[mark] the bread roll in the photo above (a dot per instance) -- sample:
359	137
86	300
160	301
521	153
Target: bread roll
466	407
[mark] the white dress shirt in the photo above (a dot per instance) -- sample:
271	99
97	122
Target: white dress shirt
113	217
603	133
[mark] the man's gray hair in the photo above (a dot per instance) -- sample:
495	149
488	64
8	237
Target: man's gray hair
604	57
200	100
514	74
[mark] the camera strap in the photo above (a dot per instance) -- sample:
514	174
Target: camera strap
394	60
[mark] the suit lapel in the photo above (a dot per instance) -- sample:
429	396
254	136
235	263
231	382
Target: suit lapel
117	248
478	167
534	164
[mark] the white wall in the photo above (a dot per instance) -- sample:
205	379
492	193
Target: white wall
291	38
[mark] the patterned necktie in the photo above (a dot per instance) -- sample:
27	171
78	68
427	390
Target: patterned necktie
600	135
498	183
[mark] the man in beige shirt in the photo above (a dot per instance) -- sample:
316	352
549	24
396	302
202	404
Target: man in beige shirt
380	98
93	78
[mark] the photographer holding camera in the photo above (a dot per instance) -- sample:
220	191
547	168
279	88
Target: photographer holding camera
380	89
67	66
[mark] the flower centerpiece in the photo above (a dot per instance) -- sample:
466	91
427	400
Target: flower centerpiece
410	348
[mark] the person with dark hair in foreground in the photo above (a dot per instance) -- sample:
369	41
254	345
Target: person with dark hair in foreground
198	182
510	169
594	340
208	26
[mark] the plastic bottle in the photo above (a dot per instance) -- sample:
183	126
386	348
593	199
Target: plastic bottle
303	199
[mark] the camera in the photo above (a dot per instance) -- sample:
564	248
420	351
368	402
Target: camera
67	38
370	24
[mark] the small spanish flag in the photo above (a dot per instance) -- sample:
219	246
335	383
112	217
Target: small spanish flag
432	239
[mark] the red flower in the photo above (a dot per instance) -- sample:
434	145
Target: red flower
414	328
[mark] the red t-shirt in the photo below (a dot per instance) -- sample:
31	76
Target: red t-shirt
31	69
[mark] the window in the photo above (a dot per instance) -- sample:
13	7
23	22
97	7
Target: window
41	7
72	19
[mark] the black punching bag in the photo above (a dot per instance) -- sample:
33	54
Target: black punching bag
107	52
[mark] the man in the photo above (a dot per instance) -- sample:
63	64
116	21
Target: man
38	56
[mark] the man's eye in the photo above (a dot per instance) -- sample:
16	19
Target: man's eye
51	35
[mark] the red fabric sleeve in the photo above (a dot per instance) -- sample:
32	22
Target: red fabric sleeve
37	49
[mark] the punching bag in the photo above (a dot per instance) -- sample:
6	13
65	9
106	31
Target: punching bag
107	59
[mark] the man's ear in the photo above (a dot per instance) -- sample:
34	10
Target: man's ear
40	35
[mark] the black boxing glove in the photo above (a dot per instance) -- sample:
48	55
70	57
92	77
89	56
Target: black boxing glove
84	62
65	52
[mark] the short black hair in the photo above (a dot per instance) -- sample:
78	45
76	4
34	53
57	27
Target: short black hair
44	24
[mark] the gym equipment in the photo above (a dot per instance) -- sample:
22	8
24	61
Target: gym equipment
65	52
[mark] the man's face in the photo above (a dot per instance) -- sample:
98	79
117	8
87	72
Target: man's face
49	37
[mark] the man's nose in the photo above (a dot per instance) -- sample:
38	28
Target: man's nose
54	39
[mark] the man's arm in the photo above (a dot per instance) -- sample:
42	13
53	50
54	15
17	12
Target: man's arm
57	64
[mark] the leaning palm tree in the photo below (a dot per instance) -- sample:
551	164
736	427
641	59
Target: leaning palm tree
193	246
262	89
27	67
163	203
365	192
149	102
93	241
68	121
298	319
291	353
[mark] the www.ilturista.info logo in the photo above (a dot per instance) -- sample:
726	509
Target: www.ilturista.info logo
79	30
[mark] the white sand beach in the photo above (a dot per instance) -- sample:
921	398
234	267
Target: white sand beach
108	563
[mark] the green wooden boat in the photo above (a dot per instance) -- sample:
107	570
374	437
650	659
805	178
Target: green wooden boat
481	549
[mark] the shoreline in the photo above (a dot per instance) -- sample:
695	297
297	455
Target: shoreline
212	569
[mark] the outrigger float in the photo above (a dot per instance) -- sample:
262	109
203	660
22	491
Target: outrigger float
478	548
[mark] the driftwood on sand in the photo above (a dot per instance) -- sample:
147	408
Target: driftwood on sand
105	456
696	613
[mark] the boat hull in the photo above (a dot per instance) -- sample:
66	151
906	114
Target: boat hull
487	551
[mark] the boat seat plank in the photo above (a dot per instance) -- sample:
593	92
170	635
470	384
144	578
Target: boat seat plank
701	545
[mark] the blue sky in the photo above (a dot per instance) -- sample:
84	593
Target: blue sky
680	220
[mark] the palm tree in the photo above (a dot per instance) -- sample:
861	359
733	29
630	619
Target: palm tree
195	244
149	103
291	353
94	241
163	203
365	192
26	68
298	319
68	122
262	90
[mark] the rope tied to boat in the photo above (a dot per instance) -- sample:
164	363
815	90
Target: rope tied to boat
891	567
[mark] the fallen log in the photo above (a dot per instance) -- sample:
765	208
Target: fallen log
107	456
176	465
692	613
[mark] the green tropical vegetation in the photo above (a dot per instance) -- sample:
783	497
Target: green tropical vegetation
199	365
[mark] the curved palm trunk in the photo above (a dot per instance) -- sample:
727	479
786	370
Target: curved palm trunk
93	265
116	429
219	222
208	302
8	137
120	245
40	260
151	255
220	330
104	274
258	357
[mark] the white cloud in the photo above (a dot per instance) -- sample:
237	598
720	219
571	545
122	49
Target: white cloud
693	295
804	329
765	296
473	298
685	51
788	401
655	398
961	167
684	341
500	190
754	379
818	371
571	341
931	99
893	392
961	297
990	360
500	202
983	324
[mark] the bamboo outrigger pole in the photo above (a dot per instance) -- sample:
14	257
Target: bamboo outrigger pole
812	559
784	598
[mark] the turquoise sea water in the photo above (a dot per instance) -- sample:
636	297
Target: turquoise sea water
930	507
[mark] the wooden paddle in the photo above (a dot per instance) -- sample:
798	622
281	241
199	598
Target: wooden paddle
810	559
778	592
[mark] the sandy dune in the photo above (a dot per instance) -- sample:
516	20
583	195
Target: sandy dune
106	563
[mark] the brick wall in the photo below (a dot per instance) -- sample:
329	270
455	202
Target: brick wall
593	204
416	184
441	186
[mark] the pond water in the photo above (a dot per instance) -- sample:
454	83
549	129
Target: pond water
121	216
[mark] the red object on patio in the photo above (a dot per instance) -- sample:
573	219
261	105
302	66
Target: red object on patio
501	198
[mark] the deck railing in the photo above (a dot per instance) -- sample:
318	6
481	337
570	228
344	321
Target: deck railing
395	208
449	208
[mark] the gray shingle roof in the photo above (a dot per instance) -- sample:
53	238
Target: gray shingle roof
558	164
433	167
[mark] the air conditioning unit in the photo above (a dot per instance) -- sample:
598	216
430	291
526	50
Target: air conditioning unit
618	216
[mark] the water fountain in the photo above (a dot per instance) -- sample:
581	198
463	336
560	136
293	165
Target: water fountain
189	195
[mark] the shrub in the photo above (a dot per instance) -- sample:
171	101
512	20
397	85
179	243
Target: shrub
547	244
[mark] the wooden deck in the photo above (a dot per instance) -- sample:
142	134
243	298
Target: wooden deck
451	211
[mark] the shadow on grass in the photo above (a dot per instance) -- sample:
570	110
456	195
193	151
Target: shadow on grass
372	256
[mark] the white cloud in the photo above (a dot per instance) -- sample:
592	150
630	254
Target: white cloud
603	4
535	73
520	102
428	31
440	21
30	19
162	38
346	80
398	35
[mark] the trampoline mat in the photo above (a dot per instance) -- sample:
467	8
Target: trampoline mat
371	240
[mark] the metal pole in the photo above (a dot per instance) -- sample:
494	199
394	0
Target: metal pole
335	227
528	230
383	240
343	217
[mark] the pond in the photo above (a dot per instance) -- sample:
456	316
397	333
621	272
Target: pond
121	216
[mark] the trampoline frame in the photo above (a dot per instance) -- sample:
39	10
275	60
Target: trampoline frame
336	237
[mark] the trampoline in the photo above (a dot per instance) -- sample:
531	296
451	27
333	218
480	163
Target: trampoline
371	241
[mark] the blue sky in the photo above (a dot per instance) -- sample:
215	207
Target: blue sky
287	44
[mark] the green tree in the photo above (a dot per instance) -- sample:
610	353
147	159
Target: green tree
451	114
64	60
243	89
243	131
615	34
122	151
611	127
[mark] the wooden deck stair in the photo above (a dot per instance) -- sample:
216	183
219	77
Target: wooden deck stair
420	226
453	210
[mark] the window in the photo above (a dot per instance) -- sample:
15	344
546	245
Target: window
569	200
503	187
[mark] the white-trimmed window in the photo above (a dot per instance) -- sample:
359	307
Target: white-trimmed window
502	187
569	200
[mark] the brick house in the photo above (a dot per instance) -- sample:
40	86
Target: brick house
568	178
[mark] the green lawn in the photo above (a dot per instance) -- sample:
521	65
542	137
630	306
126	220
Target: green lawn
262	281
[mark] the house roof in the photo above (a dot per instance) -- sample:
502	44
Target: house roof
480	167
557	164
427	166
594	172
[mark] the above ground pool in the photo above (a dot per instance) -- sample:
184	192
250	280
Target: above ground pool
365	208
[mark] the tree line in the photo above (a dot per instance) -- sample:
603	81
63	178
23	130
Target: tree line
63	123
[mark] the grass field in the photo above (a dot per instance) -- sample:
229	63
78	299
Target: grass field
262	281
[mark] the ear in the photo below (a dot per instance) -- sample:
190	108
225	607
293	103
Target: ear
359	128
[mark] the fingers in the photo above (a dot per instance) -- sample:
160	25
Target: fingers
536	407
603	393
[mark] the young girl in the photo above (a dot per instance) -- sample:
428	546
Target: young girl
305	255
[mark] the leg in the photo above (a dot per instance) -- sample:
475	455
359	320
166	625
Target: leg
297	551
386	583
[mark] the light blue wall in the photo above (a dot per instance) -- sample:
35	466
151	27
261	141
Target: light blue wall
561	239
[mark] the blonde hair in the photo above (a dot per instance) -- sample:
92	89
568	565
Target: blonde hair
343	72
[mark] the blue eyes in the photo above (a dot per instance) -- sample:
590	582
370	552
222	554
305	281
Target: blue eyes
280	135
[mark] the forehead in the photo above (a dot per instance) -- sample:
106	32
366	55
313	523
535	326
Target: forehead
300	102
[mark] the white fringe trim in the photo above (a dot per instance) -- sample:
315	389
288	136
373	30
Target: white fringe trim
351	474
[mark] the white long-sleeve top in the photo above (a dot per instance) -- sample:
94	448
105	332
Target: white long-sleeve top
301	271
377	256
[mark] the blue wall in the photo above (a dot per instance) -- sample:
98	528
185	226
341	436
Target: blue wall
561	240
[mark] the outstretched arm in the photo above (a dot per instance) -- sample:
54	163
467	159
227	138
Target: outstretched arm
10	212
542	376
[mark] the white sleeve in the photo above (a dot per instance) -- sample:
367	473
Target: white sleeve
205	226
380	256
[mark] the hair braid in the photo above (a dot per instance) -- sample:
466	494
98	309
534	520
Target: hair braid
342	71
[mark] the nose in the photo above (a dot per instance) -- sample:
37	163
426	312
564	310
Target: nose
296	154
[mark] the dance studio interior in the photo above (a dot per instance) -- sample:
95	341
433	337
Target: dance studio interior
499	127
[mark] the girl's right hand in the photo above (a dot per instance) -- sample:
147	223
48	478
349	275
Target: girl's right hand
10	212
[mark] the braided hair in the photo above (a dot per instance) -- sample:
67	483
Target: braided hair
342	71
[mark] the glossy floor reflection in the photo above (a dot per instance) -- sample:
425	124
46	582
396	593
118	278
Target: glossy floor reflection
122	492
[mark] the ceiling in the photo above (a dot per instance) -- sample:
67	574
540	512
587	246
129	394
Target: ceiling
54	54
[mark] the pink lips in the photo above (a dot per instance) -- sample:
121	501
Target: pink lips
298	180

Given exercise: Repeat the lines of the listing above word for word, from the line containing "[mark] the pink" through the last line of the listing, both included.

Task solution:
[mark] the pink lips in the photo above (a dot per instance) -- sample:
121	501
Target: pink lips
298	180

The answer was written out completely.